WHAT YOU HAVE TO DO: Show every line of the items below that contains the word "crab".

DATA FOR THE TASK:

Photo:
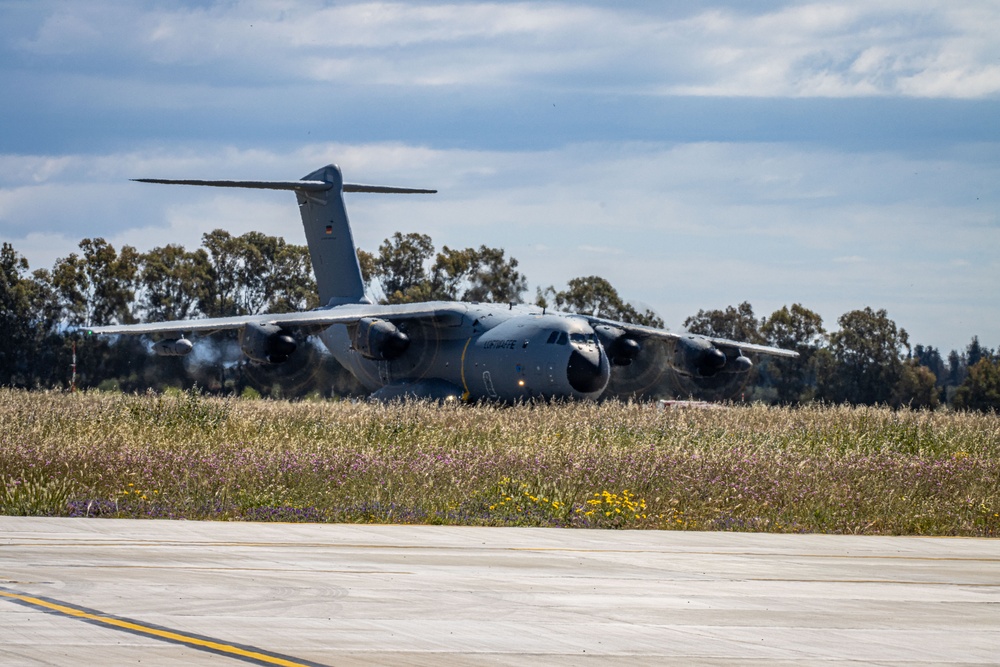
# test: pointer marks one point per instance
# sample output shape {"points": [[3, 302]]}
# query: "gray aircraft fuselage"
{"points": [[485, 351]]}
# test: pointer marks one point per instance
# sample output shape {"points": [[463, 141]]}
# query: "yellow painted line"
{"points": [[159, 633]]}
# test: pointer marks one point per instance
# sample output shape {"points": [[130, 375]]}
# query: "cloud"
{"points": [[842, 49]]}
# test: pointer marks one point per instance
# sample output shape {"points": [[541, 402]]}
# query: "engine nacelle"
{"points": [[266, 343], [173, 347], [379, 340], [621, 348], [698, 357]]}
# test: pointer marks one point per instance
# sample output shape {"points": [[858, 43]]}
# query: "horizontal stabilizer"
{"points": [[302, 186], [308, 186]]}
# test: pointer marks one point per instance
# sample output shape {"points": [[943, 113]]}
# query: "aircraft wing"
{"points": [[311, 320], [641, 332]]}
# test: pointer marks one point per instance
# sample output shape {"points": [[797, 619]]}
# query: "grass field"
{"points": [[753, 468]]}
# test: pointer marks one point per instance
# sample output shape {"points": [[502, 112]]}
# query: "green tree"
{"points": [[981, 388], [800, 329], [400, 267], [173, 282], [737, 324], [99, 286], [865, 361], [293, 286], [593, 295], [225, 252], [25, 318], [403, 270], [485, 275], [930, 357], [916, 387]]}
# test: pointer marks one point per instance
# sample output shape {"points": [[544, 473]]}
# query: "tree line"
{"points": [[868, 360]]}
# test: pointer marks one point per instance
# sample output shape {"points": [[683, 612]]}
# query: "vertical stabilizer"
{"points": [[331, 243], [328, 233]]}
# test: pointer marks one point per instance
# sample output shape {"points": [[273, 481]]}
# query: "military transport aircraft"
{"points": [[442, 349]]}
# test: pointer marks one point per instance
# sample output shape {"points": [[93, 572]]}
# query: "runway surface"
{"points": [[116, 592]]}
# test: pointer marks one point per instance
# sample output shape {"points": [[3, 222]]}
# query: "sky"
{"points": [[695, 154]]}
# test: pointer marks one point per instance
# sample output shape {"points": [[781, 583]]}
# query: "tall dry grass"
{"points": [[815, 469]]}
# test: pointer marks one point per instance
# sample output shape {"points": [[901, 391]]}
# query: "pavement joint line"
{"points": [[240, 652], [583, 550]]}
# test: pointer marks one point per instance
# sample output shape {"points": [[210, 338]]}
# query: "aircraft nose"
{"points": [[585, 371]]}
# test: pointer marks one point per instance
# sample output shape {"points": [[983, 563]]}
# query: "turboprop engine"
{"points": [[699, 357], [379, 339], [173, 347], [266, 343], [621, 348]]}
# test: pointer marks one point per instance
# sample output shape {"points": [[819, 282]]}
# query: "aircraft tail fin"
{"points": [[328, 231]]}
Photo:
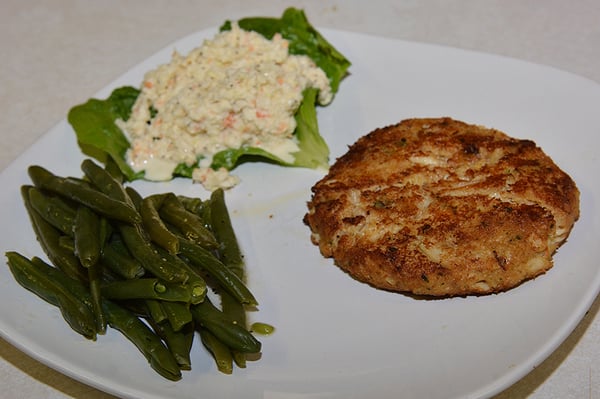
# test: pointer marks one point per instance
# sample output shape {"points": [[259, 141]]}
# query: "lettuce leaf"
{"points": [[303, 38], [97, 132], [99, 136]]}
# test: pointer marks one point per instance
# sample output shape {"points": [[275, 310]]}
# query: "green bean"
{"points": [[190, 225], [121, 262], [192, 204], [83, 194], [154, 225], [114, 170], [104, 181], [221, 352], [230, 252], [178, 342], [178, 314], [236, 337], [86, 233], [205, 260], [142, 249], [54, 210], [95, 273], [158, 355], [153, 288], [76, 313], [149, 344], [48, 237], [156, 311], [231, 256], [177, 262], [134, 196]]}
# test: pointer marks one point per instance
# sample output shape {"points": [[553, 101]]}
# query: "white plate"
{"points": [[337, 338]]}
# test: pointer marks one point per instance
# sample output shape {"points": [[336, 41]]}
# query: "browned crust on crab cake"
{"points": [[443, 208]]}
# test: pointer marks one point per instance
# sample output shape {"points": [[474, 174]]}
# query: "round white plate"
{"points": [[336, 337]]}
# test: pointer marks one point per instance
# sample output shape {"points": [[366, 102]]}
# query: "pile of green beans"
{"points": [[142, 266]]}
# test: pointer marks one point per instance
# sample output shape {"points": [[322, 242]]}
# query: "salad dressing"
{"points": [[237, 90]]}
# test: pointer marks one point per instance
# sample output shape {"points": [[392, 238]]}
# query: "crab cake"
{"points": [[443, 208]]}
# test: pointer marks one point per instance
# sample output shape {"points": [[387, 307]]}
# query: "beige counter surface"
{"points": [[58, 53]]}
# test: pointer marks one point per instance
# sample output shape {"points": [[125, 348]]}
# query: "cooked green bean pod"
{"points": [[156, 311], [236, 337], [227, 280], [86, 235], [231, 256], [48, 237], [104, 181], [135, 197], [83, 194], [153, 288], [120, 261], [221, 352], [158, 232], [178, 342], [142, 249], [188, 223], [95, 273], [178, 314], [157, 354], [75, 312], [54, 210]]}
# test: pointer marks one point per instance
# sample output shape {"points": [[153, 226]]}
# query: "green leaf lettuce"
{"points": [[99, 135]]}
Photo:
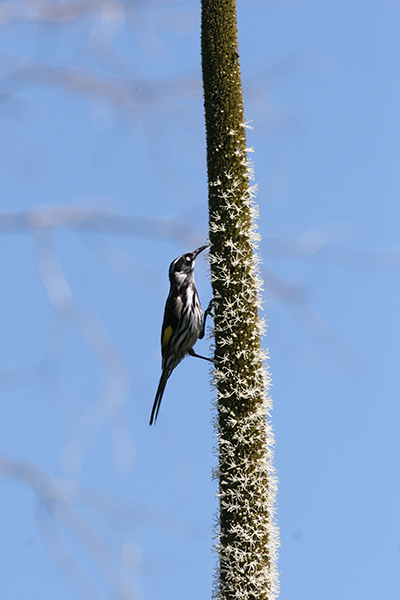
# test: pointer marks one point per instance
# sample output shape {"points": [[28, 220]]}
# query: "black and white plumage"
{"points": [[183, 322]]}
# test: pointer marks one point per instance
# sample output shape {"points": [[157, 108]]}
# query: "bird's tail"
{"points": [[160, 391]]}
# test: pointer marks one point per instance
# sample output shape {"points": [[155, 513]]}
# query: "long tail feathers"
{"points": [[160, 391]]}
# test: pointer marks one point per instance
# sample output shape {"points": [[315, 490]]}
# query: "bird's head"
{"points": [[184, 265]]}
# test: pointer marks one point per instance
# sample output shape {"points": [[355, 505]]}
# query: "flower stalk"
{"points": [[247, 535]]}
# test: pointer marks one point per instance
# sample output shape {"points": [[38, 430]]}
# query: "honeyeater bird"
{"points": [[183, 322]]}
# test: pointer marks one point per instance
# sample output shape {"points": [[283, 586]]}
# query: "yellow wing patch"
{"points": [[167, 336]]}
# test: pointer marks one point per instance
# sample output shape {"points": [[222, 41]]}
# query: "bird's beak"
{"points": [[196, 252]]}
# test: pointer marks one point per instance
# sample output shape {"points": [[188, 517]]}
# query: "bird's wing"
{"points": [[172, 315]]}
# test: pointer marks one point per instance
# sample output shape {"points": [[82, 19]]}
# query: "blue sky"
{"points": [[103, 178]]}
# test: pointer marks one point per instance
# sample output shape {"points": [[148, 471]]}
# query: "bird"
{"points": [[183, 322]]}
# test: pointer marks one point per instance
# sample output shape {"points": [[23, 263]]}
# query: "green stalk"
{"points": [[247, 536]]}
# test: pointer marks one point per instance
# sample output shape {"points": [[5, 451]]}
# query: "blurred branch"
{"points": [[58, 515]]}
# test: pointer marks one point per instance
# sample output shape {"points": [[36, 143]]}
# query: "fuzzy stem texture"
{"points": [[247, 535]]}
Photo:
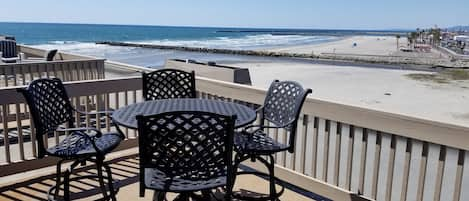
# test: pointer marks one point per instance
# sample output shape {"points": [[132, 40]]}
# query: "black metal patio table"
{"points": [[125, 116]]}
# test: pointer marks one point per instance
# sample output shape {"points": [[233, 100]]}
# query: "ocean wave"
{"points": [[245, 42]]}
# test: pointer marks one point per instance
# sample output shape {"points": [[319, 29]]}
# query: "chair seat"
{"points": [[257, 143], [10, 60], [158, 180], [74, 145]]}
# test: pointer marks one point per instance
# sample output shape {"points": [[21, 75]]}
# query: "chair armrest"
{"points": [[34, 59], [107, 113], [90, 138], [98, 132]]}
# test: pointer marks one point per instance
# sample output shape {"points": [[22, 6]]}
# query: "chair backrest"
{"points": [[8, 48], [282, 106], [168, 83], [49, 106], [189, 144], [50, 55]]}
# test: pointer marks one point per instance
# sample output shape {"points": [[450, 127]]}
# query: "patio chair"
{"points": [[8, 51], [168, 83], [50, 108], [48, 56], [281, 109], [185, 152]]}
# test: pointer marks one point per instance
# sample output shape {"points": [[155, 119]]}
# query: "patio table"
{"points": [[125, 116]]}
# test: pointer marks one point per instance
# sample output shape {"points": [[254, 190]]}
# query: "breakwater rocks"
{"points": [[378, 59], [208, 50]]}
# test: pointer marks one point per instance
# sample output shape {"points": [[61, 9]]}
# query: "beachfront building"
{"points": [[342, 152]]}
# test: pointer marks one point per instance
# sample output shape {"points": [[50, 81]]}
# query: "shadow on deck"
{"points": [[125, 171]]}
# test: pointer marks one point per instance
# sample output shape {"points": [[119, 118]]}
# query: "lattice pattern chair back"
{"points": [[188, 145], [8, 48], [282, 105], [168, 83], [50, 107]]}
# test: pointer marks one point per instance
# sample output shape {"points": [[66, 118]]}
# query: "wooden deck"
{"points": [[34, 185]]}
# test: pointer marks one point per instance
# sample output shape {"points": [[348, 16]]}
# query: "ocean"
{"points": [[81, 38]]}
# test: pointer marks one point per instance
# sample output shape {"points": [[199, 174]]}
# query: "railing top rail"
{"points": [[418, 128], [49, 62], [444, 133]]}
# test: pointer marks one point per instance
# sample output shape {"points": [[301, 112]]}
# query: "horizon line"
{"points": [[229, 27]]}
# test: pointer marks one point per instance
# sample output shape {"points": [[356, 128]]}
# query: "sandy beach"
{"points": [[370, 45], [376, 88]]}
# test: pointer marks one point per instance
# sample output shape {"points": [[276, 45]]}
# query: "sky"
{"points": [[313, 14]]}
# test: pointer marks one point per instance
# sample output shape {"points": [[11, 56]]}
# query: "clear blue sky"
{"points": [[325, 14]]}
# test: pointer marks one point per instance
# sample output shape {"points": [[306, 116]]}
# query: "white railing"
{"points": [[340, 149]]}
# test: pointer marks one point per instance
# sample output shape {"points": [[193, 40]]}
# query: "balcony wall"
{"points": [[341, 150]]}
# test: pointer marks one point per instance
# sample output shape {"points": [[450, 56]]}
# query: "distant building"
{"points": [[461, 38]]}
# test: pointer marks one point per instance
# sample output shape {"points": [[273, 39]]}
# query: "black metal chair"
{"points": [[281, 109], [50, 107], [168, 83], [9, 52], [186, 152]]}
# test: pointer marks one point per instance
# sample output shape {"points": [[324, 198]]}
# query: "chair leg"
{"points": [[110, 182], [58, 179], [159, 196], [99, 167], [67, 185], [271, 167]]}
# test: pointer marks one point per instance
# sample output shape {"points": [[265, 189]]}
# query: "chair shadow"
{"points": [[125, 172]]}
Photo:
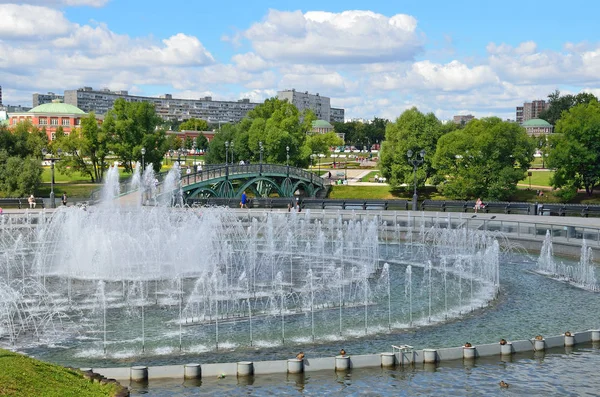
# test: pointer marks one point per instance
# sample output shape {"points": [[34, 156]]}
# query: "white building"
{"points": [[320, 105], [169, 108]]}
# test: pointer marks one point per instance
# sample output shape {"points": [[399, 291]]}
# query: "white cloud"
{"points": [[453, 76], [29, 22], [60, 3], [343, 38]]}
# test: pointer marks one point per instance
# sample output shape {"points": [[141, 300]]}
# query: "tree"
{"points": [[194, 125], [484, 159], [320, 143], [132, 126], [276, 124], [414, 131], [86, 149], [201, 142], [575, 150], [559, 104], [19, 176]]}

THE SOLUTION:
# query: "browned crust on crab cake"
# query: "crab cake"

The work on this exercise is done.